(a) In the sexual misconduct review below, which components had internal affairs offices that did not always coordinate with the offices responsible for security clearance requirements?
(b) Whose tables of offenses and penalties lacked specific offense categories for sexual misconduct and sexual harassment?
(c) What kind of evidence do all of the components have weaknesses in detecting?

#### Selection
* Begin *
Our review identified some significant systemic flaws in the components’ processes for handling sexual harassment and sexual misconduct allegations. For example, we found that at ATF, DEA, and the USMS, the internal affairs offices that receive sexual misconduct allegations did not always coordinate with the offices responsible for ensuring that employees meet the requirements to hold security clearances. We also found that supervisors at ATF and the USMS did not consistently report sexual harassment and sexual misconduct allegations to their headquarters, and that DEA’s reporting policies did not clearly define what types of allegations should be reported to headquarters. While the FBI’s policies on reporting sexual harassment allegations to FBI headquarters were clear, we found that its reporting policies on sexual misconduct allegations did not clearly delineate when such allegations should be reported to headquarters.
In addition, we found that ATF’s tables of offenses and penalties did not contain specific offense categories to address sexual misconduct and sexual harassment. By contrast, we found that offense tables at DEA, FBI, and the USMS contained specific categories for such allegations and an appropriate range of penalties for them. However, we learned that in some instances, DEA and the USMS applied general offense categories to misconduct more appropriately addressed by the specific sexual misconduct and sexual harassment offense categories in their offense tables. We additionally found that ATF, DEA, and the USMS offense tables did not contain specific language to address the solicitation of prostitutes abroad, even where the conduct is legal or tolerated. Finally, we found that all of the components have weaknesses in detecting sexually explicit text messages and images, which may hamper their ability to use this type of evidence in misconduct investigations, to fully satisfy their discovery obligations, and to deter misconduct.
* End *
(Extracted records)
* Begin *
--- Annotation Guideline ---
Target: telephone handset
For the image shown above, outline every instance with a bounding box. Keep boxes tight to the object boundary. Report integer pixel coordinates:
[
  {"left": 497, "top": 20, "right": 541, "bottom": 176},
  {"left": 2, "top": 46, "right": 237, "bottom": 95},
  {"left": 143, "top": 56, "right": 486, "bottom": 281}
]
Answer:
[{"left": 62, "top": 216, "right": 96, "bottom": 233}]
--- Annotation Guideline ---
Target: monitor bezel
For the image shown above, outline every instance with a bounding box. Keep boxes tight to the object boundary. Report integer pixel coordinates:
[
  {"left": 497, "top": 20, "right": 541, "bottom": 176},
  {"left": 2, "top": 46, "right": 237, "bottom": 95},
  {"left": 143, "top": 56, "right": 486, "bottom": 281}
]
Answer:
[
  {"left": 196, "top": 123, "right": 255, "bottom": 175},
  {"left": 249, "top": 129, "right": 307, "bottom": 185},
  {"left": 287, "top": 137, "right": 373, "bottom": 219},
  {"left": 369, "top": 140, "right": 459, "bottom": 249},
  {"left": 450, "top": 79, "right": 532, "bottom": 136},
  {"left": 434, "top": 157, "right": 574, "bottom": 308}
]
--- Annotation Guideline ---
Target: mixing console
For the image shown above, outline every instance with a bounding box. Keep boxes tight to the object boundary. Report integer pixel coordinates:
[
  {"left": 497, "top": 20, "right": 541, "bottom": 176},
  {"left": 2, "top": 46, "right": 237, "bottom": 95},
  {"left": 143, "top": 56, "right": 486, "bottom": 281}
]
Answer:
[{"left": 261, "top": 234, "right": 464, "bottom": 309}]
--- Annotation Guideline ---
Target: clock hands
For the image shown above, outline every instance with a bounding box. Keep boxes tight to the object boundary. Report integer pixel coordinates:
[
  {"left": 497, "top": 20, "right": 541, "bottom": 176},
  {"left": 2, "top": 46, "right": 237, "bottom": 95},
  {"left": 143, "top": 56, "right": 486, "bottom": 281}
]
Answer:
* End *
#### Task result
(a) ATF, DEA, and the USMS
(b) ATF's
(c) Sexually explicit text messages and images